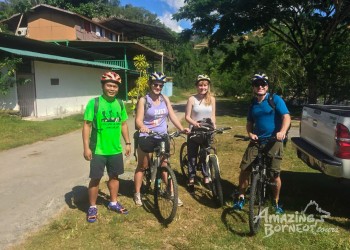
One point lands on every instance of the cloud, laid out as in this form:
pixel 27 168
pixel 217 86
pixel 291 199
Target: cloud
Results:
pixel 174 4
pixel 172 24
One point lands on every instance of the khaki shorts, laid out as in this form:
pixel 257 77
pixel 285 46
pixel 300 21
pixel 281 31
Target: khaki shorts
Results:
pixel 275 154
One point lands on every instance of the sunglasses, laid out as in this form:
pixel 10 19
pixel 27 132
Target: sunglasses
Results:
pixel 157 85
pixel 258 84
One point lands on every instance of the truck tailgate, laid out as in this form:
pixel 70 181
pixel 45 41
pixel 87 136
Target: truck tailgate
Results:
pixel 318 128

...

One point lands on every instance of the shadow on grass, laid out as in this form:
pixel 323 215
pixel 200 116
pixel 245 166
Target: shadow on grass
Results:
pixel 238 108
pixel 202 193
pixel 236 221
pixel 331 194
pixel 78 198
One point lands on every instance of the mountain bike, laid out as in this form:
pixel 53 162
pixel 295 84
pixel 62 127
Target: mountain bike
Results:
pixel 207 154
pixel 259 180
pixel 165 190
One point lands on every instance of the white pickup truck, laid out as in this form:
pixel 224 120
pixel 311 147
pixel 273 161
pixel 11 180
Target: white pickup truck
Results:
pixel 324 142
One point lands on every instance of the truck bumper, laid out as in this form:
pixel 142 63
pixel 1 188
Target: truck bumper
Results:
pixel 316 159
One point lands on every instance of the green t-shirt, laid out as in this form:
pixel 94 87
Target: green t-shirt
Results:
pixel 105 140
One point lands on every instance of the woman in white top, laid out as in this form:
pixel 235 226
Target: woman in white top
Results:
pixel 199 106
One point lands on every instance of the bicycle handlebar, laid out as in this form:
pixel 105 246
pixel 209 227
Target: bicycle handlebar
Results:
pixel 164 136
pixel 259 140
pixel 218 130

...

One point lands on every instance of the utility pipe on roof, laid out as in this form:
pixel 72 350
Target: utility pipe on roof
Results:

Work required
Collect every line in the records above that contains the word "tailgate", and copy each one unchanged.

Answer to the problem
One point lands on every instance of the truck tailgate, laid out as in this form:
Target: truck tailgate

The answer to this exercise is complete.